**EJERCICIO**
Devuelve sin ningún cambio todo lo que va desde la línea que contiene "I bet you can find the wooden" hasta la línea que contiene "376;229;688;407", ambas incluidas.

**DATOS MOSTRADOS**
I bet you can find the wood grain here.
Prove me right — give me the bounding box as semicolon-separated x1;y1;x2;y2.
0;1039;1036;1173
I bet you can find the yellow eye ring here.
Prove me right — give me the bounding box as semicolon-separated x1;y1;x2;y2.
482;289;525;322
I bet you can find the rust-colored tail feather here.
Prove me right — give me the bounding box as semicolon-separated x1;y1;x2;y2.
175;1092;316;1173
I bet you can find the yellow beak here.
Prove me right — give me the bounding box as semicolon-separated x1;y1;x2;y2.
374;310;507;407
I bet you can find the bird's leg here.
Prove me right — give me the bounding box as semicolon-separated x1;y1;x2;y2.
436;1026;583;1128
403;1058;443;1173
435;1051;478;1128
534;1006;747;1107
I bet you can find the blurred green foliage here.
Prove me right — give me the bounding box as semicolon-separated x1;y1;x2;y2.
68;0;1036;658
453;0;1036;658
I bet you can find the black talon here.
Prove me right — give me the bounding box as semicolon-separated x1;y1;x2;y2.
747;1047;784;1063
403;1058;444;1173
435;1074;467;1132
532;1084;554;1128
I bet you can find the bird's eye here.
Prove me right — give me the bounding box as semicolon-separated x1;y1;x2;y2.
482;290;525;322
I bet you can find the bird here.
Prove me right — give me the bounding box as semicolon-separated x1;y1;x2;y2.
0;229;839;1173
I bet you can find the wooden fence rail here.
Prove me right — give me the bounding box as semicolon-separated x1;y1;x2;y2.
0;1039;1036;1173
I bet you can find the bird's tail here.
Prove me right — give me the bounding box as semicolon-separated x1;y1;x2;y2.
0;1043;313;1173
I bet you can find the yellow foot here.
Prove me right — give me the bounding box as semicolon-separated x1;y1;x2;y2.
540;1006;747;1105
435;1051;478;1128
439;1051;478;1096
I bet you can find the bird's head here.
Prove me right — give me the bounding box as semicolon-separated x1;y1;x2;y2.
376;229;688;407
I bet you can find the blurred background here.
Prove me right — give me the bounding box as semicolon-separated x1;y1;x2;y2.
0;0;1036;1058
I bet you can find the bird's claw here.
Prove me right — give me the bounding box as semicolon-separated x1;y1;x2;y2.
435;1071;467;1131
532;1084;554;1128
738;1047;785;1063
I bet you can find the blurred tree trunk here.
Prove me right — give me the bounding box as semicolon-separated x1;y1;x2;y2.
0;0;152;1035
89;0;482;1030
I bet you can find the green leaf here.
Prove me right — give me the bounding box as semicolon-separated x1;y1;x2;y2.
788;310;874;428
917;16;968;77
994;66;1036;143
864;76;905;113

* * *

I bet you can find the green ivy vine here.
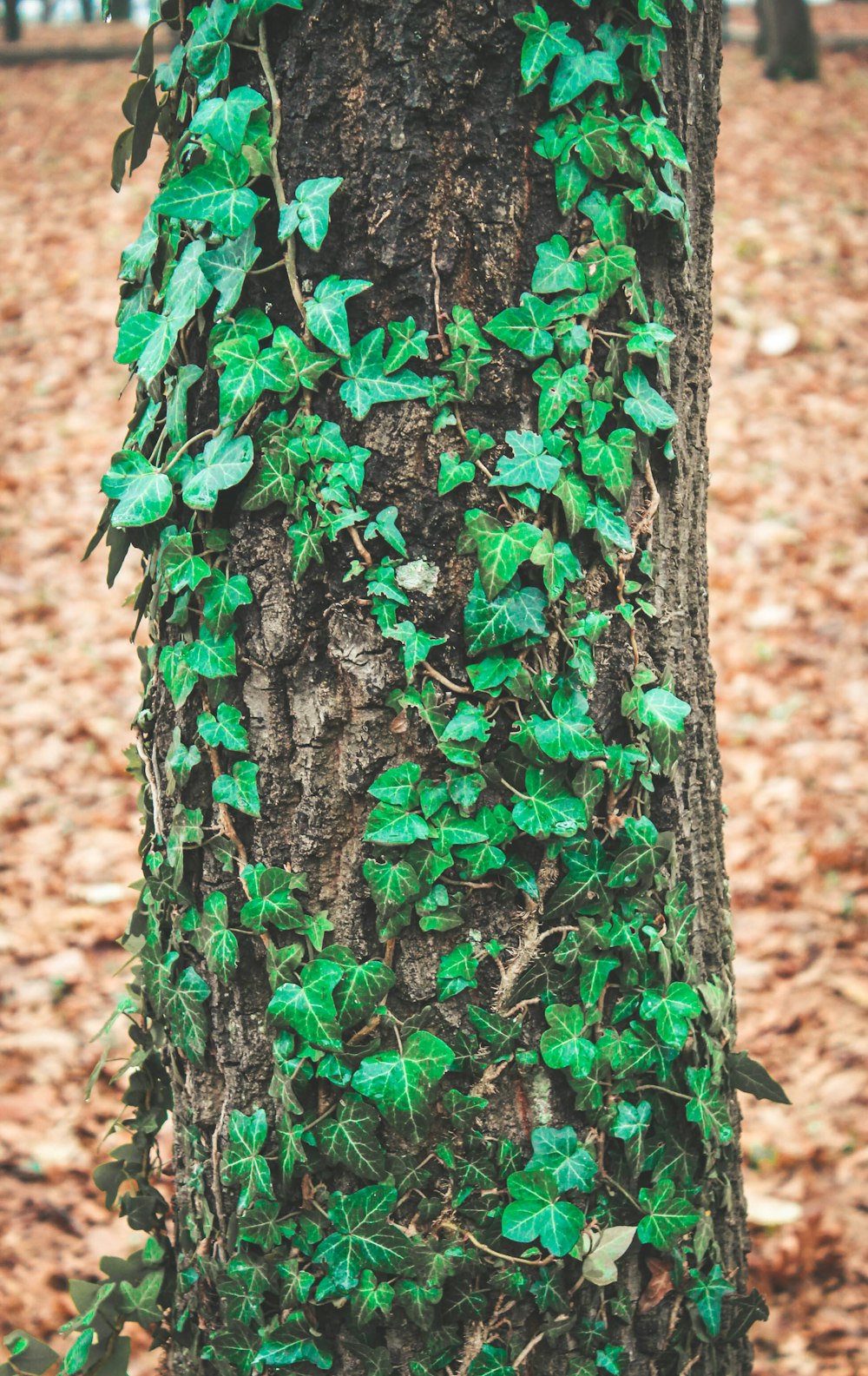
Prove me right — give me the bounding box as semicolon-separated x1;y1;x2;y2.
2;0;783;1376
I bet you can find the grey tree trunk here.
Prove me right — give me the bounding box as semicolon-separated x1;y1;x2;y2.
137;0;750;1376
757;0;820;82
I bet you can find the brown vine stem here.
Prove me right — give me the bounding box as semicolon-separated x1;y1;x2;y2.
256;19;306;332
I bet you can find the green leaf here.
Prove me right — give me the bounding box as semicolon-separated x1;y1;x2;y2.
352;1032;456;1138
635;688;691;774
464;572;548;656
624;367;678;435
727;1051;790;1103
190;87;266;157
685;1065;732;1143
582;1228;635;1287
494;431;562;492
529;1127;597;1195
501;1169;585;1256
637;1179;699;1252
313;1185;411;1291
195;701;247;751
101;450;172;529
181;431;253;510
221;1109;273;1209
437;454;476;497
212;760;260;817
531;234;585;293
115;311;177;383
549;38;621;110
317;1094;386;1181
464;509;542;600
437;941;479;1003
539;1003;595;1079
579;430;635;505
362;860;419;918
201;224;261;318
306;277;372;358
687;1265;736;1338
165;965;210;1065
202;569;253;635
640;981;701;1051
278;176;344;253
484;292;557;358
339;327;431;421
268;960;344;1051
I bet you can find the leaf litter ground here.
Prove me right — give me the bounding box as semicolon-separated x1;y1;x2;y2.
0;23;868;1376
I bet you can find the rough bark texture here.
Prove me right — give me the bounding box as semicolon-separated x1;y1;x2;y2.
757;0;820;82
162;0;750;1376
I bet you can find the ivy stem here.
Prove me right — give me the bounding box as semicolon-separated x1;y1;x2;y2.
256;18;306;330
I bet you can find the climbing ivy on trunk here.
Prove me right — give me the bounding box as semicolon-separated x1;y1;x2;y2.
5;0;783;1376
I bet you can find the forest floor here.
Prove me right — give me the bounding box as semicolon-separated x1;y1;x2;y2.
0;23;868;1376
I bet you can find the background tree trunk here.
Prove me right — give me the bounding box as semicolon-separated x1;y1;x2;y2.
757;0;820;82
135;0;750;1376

**RESPUESTA A CONTINUACIÓN**
I bet you can find the wooden fence rail here.
Prove me right — give me the bounding box as semicolon-separated x1;y1;x2;y2.
0;1039;1036;1173
I bet you can find the bird's tail here.
Prove me right — give me the bounding box as semicolon-separated x1;y1;x2;y2.
0;1043;313;1173
I bet you can find the yellow foot here.
Prove me right — give me the bounding box as semicolon-separated x1;y1;x2;y2.
540;1006;747;1105
435;1051;478;1128
439;1051;478;1096
I bet you can find the bird's head here.
Prove me right — give me the bounding box as semicolon-separated x1;y1;x2;y2.
376;229;688;407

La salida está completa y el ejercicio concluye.